* _PROMPT_
In the records that follow, show each line where the word "white" is present.

* _THE DATA_
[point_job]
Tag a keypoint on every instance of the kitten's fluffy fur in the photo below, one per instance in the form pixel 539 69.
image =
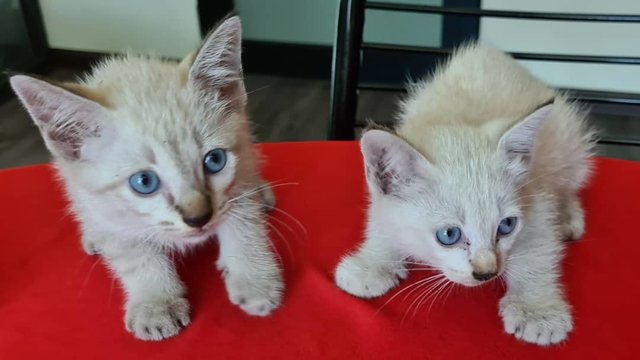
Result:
pixel 141 113
pixel 476 143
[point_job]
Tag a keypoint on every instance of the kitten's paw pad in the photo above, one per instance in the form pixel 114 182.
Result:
pixel 157 320
pixel 362 279
pixel 534 324
pixel 257 295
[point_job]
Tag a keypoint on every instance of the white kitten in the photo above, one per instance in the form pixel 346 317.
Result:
pixel 157 156
pixel 479 180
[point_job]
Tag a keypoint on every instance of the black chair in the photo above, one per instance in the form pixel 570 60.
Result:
pixel 350 50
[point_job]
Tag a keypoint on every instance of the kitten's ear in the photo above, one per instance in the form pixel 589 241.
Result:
pixel 392 166
pixel 69 123
pixel 519 141
pixel 216 72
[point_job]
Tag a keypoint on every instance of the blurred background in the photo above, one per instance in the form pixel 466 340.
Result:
pixel 288 55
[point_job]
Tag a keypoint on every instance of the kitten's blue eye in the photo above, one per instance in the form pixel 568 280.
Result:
pixel 449 236
pixel 215 160
pixel 144 182
pixel 507 225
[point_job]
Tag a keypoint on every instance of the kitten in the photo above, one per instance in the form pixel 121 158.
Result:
pixel 479 180
pixel 156 157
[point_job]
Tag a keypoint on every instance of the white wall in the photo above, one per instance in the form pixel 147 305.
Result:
pixel 170 27
pixel 314 22
pixel 166 27
pixel 580 38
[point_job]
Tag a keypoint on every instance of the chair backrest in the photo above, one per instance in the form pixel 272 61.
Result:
pixel 349 45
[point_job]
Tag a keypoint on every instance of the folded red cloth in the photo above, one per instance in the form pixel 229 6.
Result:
pixel 57 302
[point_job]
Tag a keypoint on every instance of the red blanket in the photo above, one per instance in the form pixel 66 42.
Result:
pixel 57 302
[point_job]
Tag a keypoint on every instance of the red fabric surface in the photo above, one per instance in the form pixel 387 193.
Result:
pixel 57 302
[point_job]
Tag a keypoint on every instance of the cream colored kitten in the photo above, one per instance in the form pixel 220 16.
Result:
pixel 479 180
pixel 157 156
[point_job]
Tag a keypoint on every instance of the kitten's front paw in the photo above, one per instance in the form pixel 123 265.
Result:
pixel 543 325
pixel 573 228
pixel 361 278
pixel 268 198
pixel 89 247
pixel 157 320
pixel 257 294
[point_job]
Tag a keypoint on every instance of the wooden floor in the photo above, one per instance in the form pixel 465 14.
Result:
pixel 282 109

* _TASK OUTPUT_
Tag a keypoint on every instance of the white kitten in the photo above, one per instance in the form pixel 346 317.
Tag a keypoint on every instance of the white wall in the photo above, one per instance in the form pixel 147 305.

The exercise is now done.